● **YOUR OBJECTIVE**
Reproduce all of the lines below with each occurrence of "pin" swapped for "marker", keeping everything else unchanged, and omit the pictures.

◇ ◇ ◇

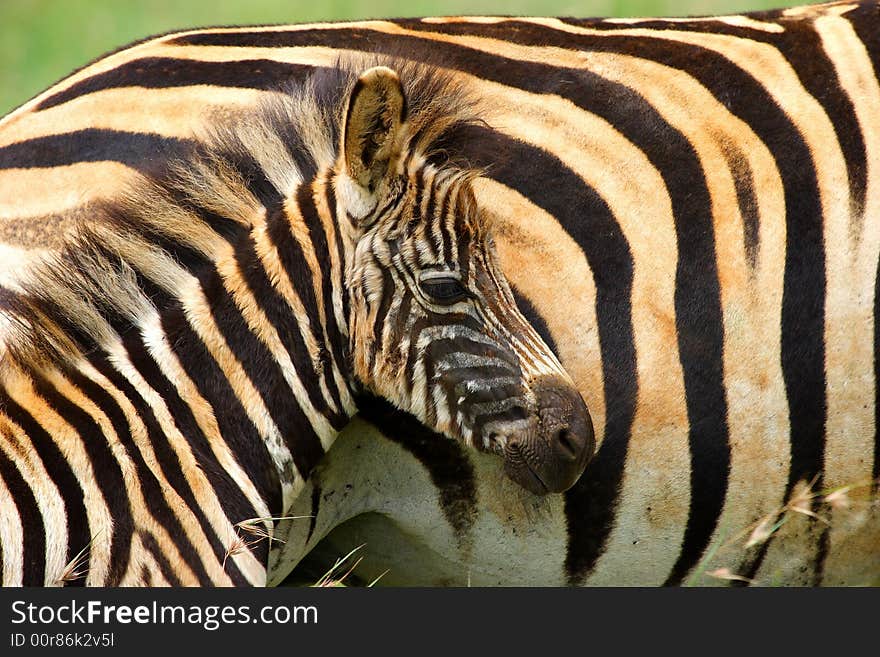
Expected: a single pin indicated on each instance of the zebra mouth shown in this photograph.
(520, 473)
(551, 452)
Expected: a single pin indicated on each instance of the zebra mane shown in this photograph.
(128, 254)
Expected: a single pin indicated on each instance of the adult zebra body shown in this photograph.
(703, 194)
(173, 374)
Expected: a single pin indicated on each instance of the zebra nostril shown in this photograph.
(568, 446)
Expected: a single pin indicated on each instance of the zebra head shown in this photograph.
(434, 327)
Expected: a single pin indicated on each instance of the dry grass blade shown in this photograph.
(262, 528)
(764, 529)
(727, 575)
(77, 567)
(329, 579)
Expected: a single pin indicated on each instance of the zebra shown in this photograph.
(173, 374)
(687, 215)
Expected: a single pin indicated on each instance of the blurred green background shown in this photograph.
(41, 41)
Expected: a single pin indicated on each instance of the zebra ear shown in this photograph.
(370, 145)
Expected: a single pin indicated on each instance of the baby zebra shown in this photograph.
(171, 378)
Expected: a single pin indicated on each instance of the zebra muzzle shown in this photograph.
(551, 455)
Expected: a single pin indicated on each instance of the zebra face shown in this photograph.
(434, 327)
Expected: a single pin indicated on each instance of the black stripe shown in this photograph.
(539, 176)
(134, 149)
(256, 359)
(169, 72)
(235, 506)
(330, 201)
(446, 462)
(60, 472)
(108, 477)
(167, 459)
(299, 275)
(744, 184)
(876, 471)
(590, 505)
(804, 282)
(33, 533)
(318, 238)
(534, 318)
(164, 566)
(146, 480)
(254, 177)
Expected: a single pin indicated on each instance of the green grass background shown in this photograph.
(41, 41)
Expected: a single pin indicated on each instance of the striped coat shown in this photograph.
(703, 194)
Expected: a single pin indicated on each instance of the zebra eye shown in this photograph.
(444, 291)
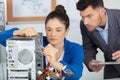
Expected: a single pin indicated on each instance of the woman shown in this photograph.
(60, 53)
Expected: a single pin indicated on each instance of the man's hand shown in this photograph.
(116, 56)
(93, 67)
(28, 32)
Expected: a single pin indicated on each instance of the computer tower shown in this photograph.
(24, 57)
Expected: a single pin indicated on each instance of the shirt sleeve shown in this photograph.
(4, 35)
(74, 62)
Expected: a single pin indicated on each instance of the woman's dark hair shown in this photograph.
(59, 13)
(83, 4)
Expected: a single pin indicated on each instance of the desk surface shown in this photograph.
(113, 79)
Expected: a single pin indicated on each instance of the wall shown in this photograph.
(74, 34)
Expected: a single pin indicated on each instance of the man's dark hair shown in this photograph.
(83, 4)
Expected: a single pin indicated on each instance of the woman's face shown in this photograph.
(55, 31)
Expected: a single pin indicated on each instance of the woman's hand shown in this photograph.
(50, 53)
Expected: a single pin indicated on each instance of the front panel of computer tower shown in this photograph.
(24, 57)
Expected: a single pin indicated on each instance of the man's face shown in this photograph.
(92, 18)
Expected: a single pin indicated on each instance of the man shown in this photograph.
(100, 28)
(28, 32)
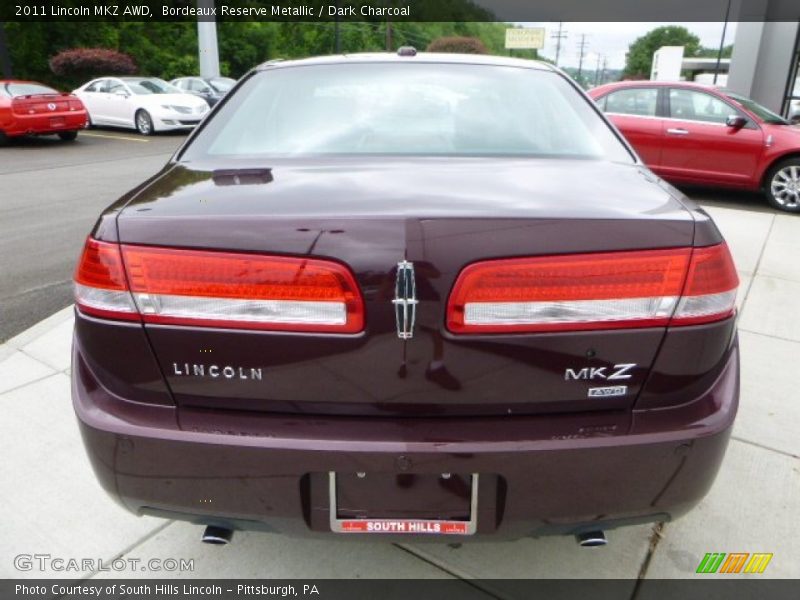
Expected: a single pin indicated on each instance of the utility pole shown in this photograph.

◇ ◇ ◇

● **ANSWER TO THIS PROBLEM**
Expected: a single marker indicated on each instance of the zebra mouth shown in this photograph.
(520, 473)
(551, 452)
Expected: a single marker indicated on each instance of the zebra mane shown in this photograph.
(128, 254)
Expected: a single marker indicated on each instance of the adult zebra body shown in this photograph.
(703, 194)
(173, 374)
Expected: a single marker indicated on each instance of the zebra nostril shown in this photograph.
(568, 446)
Expected: a single marker indicated on each instance of the zebra head shown in this photograph.
(434, 327)
Expected: a single marker indicated on each instance of the dry grass blade shown in this photograph.
(262, 528)
(764, 529)
(727, 575)
(77, 567)
(329, 579)
Expected: a single marker indicated on each instance of the zebra shown in this photograph.
(173, 374)
(687, 215)
Expected: a single marker indicated on each instance of the blurred green background shown in this photograph.
(41, 41)
Expected: a single marker indicated on each instance of the zebra ear shown in this photograph.
(370, 145)
Expected: a single marker indicated on each instance of the baby zebra shown in this photograph.
(171, 378)
Expected: a single marker indicated on each instance of the zebra muzzle shown in this photograph.
(551, 455)
Expected: a single marker indicated on each instance of the zebra face shown in this photograph.
(434, 327)
Expected: a single marker indicated on each instance of the black stripe shown in this photograph.
(539, 176)
(134, 149)
(256, 359)
(169, 72)
(235, 506)
(330, 201)
(446, 462)
(60, 472)
(108, 477)
(167, 459)
(299, 275)
(744, 184)
(876, 471)
(590, 505)
(804, 282)
(33, 533)
(318, 238)
(534, 318)
(164, 566)
(146, 480)
(254, 177)
Expected: a single marker indicated on each instance of the green grass background shown in this photograph.
(41, 41)
Expected: a single marker indicated on each instance of the striped coat shown in this photograph.
(703, 194)
Expected: a single marker indicated on each instance of the zebra eye shown in this photograph.
(444, 291)
Expected: a single marker indicated on each instance of the woman shown in this photograph.
(60, 53)
Expected: a single marker indicated on each instance of the man's hand shown in this photograph.
(116, 56)
(93, 67)
(28, 32)
Expected: a single marker indicated on each instance of the computer tower shown in this photograph.
(24, 57)
Expected: a single marker indicated on each instance of the shirt sleeve shown in this photograph.
(4, 35)
(74, 62)
Expected: a single marker indicated on each instance of the woman's dark hair shown in this photograph.
(59, 13)
(83, 4)
Expected: a single marker indicated on each instance of the desk surface shown in this photograph.
(113, 79)
Expected: a single marker indicated on each instance of the wall shown in this photograph.
(74, 34)
Expected: a single marker indicated on each instance of the man's dark hair shown in this photograph.
(83, 4)
Expected: a single marker indicated on each instance of the woman's face shown in this photograph.
(55, 31)
Expected: a single marker indicated on each instance of the woman's hand shown in this photograph.
(50, 53)
Expected: a single marker indicated on each instance of the front panel of computer tower shown in this photograph.
(24, 57)
Expected: a single marker indicated on each instance of the man's face shown in this photograph.
(92, 18)
Expected: a single marker indicated on each instance of the man shown in this photograph.
(100, 28)
(28, 32)
Expected: a single marker indicated on each instance of the utility pole shown in this photograph.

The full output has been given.